> Task details:
Resume the blog post about freezing onstage and about writing, continuing after its final sentence.

> Document section:
↓

Monday, June 27, 2016

Frozen on the Stage and on the Page


When I was studying ballet in college, I also took a few modern dance classes. They were always more fun than ballet, and much less painful on the toes. We could leap and twirl, slide and fall, instead of just practicing the formal steps the ballet teacher called out.

But in the modern class, sometimes the teacher would say, “Time for improv!” and we were all supposed to make up whatever we wanted to do to the music. This was hard for me, because I had never done it much. Sure I would put on Tchaikovsky at home and prance about the living room when no one was home, but in a class I worried what others would think. Usually, we did this as a whole class, and since everyone was dancing around me, no one would notice my awkward efforts.

One side of the modern dance studio was equipped with black stage curtains so we could use the room for performances. Once, the teacher was excited to have us perform our improvs in front of the class, one by one, on the “stage.” He put on some music and each of us was to take the stage and dance for a few bars of music, then the next one would take over.

I stood in line watching as each dancer came on stage, whirling and kicking and bounding in their turn. My heart started beating fast, my stomach clenched. The person in front of me finished with a flourish and it was my turn. Somehow I walked out on the stage, but then, I found I could not move. Not at all. The teacher smiled at me encouragingly as he continued to count out the beats of my music. I stared back, frozen.

The counts of my turn on stage were over. I walked off and sat down.

I think about this experience sometimes. What was I afraid of? Why couldn’t I move? I loved to dance—why not dance so others could see it? I think back and wish I had danced as I knew I could.

I think about this when I am afraid to try something new. I thought about it a lot when I was thinking about writing a blog. Sometimes I felt frozen, my fingers unwilling to move, as I sat at my keyboard and thought about setting up the blog.

But then I did it. Six months ago, in a burst of New Year’s Resolve, I set up the blog and started posting. Sometimes, as my finger hovered over the “publish” button, my heartbeat would increase and I would think, “Oh this is not a good one. No one will like it.”

Then I would think, “Oh well. It’s something I wrote and cared about and if no one likes it that’s OK.”

And you know, it has not been nearly as scary as I expected. Even on the pieces I thought were not so good, you, my friends, have been kind. Thank you to all who have so generously read my writing and let me know you like it. That feedback has taught me much.

It’s taught me that sometimes I am not a good judge of what will touch others. It’s taught me that my honest experience is like the experience of others and that we have much more in common than we think. It’s taught me to share what I have because I have something to share.

Sometimes you just have to dance. Maybe it won’t be good. Maybe people won’t like it. But you have to dance if you are going to get better. You can’t share what you have or improve what you have if you are frozen in fear.

So, now, I want to try and fail and get up and try again, until the dancing begins to feel right. In all I do, I want to dance with joy.

For God hath not given us the spirit of fear; but of power, and of love, and of a sound mind.

↑

> Data extracts:
↓

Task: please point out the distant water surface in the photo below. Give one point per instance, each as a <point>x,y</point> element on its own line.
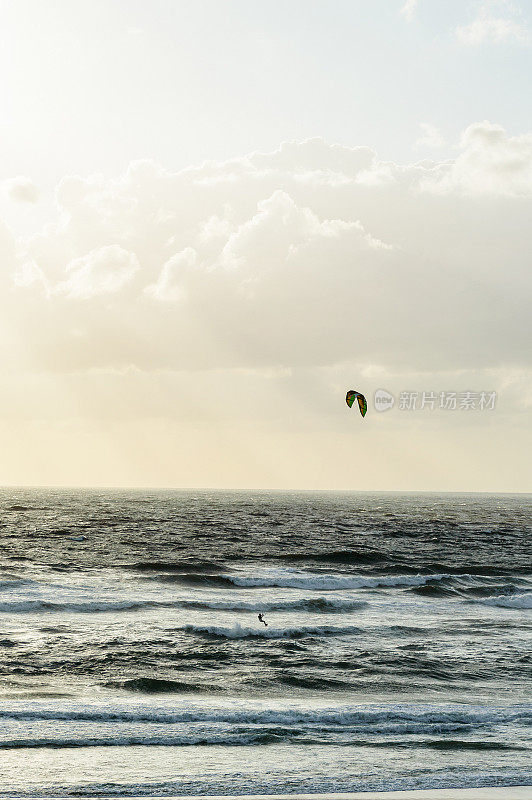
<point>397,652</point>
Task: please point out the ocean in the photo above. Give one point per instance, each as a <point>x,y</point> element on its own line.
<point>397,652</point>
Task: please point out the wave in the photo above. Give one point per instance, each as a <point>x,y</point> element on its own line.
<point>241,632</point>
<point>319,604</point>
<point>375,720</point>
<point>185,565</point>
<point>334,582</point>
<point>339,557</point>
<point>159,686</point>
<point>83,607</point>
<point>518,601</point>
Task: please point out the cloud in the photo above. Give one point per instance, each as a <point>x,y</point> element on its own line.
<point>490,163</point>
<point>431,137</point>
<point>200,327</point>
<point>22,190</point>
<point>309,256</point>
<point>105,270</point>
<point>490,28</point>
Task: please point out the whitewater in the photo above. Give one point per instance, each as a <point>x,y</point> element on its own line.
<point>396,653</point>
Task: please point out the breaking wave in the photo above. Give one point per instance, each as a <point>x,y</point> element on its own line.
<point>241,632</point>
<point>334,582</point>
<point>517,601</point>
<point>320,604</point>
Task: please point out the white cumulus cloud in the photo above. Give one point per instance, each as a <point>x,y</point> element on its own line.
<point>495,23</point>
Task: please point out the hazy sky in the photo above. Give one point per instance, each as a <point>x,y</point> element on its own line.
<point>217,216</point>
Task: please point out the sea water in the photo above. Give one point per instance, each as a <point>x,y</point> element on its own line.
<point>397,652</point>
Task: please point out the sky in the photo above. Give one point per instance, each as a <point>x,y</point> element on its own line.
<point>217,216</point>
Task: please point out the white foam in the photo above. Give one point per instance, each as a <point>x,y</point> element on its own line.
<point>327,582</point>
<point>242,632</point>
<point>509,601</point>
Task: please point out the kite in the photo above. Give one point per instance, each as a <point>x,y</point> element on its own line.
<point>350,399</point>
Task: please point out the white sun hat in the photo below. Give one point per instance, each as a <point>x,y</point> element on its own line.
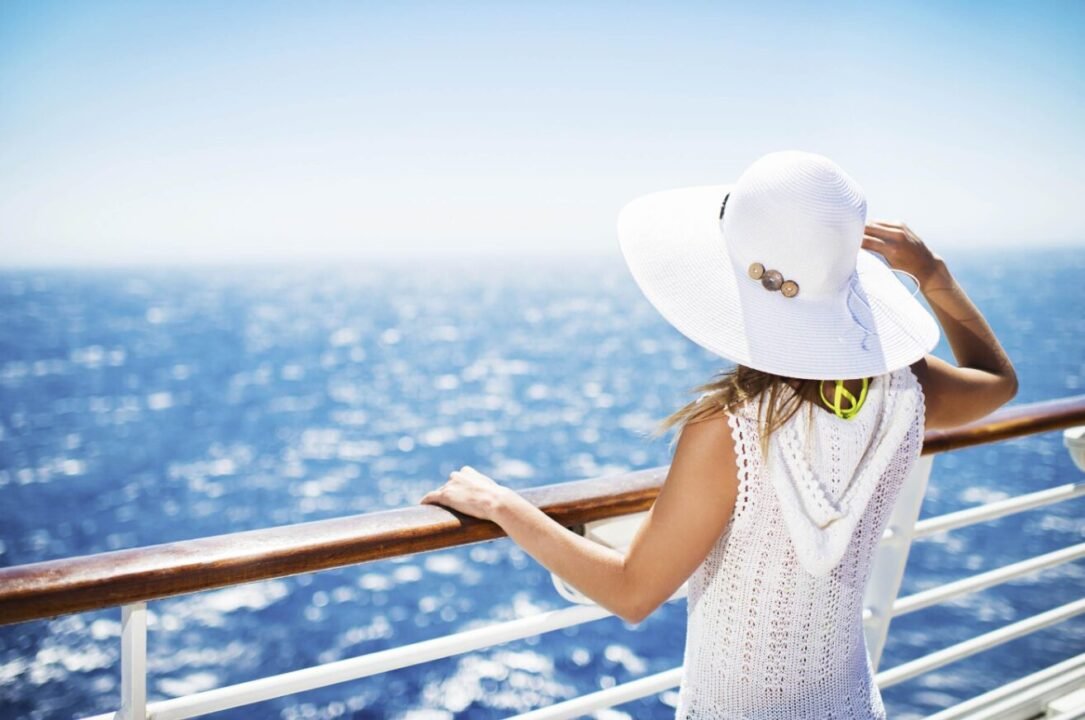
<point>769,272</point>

↑

> Written response:
 2nd Timothy 1:7 

Saturday, June 18, 2016

Work will Work While Wishing, Whining, and Worrying Won't




My sister remembers this story about me. Evidently the whole family was out working in the yard one Saturday. Everyone except me. Patty came in to get a drink of water, saw me on the couch reading a book and asked why I wasn’t working. I said, “It’s OK. I’m not good at stuff like that so it’s OK for me not to do it.”

Did I mention I was the youngest?

I have no memory of this happening, but I have no doubt it did. I was a total slacker. My parents encouraged it too, I’m afraid. My mother would say, “You don’t need to help with the dishes. Go study. You’ll have plenty of time to do dishes when you grow up.” By study, I assumed she meant go read your book.

Still, I think she knew I had a problem. When I was asked to give a 2 ½ minute talk in Sunday School, my mom suggested the topic of “work.” She handed me a book of quotes on the topic to get me started.

Luckily, I had great role models: parents and older siblings who worked hard. And eventually I got a job and went away to college and got married and had children. I learned to work.

One day when I was a mom and also teaching at BYU,  I was sitting in the Marriott center listening to a Devotional talk and heard this maxim: “Work Will Work When Wishing Won’t.” I just now did an internet search and evidently this is a common proverb, but I heard it first then. Perhaps the speaker was Thomas S Monson, before he was president of the church; according to my search he often used this quote, sometimes as “Work Will Work When Wishy-Washy-Wishing Won’t.”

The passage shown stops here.